Enregistrements tirés d'une collection
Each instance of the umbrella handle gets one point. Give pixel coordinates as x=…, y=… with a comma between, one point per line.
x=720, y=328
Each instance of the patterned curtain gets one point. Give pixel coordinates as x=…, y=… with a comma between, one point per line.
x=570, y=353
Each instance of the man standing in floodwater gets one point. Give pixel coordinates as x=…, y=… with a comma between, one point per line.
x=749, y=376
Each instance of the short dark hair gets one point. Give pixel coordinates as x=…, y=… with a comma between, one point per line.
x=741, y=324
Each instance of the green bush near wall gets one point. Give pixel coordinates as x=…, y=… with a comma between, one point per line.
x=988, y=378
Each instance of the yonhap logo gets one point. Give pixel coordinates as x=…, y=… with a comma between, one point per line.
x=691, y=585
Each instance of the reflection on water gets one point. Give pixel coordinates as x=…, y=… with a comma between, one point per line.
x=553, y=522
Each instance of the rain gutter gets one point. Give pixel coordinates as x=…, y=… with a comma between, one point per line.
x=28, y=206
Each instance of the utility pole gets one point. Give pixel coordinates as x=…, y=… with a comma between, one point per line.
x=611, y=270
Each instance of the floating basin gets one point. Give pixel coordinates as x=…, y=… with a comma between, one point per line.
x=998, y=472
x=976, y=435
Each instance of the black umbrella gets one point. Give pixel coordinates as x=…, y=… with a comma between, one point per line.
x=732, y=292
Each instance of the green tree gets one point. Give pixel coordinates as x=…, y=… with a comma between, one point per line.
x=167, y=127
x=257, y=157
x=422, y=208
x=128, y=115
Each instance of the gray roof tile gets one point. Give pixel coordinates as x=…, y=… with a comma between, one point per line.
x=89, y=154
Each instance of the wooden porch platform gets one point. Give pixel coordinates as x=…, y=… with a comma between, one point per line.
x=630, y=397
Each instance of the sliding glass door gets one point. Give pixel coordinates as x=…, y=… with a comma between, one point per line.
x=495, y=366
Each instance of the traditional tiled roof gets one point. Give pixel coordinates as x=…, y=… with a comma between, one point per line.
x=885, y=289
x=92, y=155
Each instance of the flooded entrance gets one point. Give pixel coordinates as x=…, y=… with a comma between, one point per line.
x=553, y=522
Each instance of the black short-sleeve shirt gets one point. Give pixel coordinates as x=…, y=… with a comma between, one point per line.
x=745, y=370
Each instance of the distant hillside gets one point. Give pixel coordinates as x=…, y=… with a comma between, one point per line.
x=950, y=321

ÉNONCÉ:
Pouvez-vous recopier mot pour mot toute la liste ci-dessus, ligne après ligne ?

SOLUTION:
Each instance of the umbrella handle gets one point. Give pixel coordinates as x=…, y=… with a comma between, one point per line.
x=720, y=328
Each instance of the patterned curtain gets one point. Give pixel coordinates as x=…, y=… with a comma between, one point per line.
x=570, y=353
Each instance of the man standing in floodwater gets one point. Give pixel coordinates as x=…, y=… with a comma between, one point per line.
x=749, y=376
Each instance of the short dark hair gets one point. Give pixel coordinates as x=…, y=… with a comma between, one point per line.
x=741, y=324
Each instance of the green bush near wall gets one point. Give pixel coordinates as x=…, y=… with a comma between, one point per line.
x=988, y=378
Each instance of the yonhap logo gets one point. Give pixel coordinates as x=…, y=… with a comma between, one point per line.
x=691, y=585
Each instance of the reflection on water gets one point. Give pixel coordinates as x=…, y=… with a comma between, one point per line.
x=553, y=522
Each instance of the rain gutter gets one point. Give pixel coordinates as x=…, y=… with a comma between, one point per line.
x=28, y=206
Each instance of the utility pole gets one point. Give pixel coordinates as x=…, y=… with a comma between, one point per line.
x=611, y=270
Each instance of the floating basin gets one point. Give pixel coordinates as x=…, y=… with a comma between, one point per line.
x=998, y=472
x=976, y=435
Each instance of the black umbrella gets one point. Give pixel coordinates as x=…, y=… with a comma between, one point per line.
x=732, y=292
Each instance of the green tree gets one point. Give pixel coordinates as x=…, y=… with a comma between, one point per line.
x=167, y=127
x=257, y=157
x=422, y=208
x=128, y=115
Each instance of the gray roof tile gets one point. Give pixel coordinates as x=…, y=… with a comma between, one point per line.
x=89, y=154
Each instance of the wooden porch platform gets one point. Give pixel coordinates as x=…, y=… with a comma between, one point per line.
x=630, y=397
Each instance of the sliding glass door gets one point. Give pixel coordinates as x=…, y=… with a comma between, one point per line.
x=495, y=366
Each instance of the traditional tiled roof gets one point. Give pixel coordinates as x=…, y=… with a comma between, one point per line.
x=885, y=289
x=92, y=155
Each instance of the flooded entrance gets one point. Give pixel coordinates as x=…, y=… with a comma between, one point per line.
x=553, y=522
Each instance of the black short-sleeve shirt gets one point. Give pixel coordinates as x=…, y=… with a comma between, one point per line.
x=745, y=370
Each instance of the distant hillside gets one point. Give pixel coordinates as x=…, y=… with a comma between, one point per line.
x=950, y=321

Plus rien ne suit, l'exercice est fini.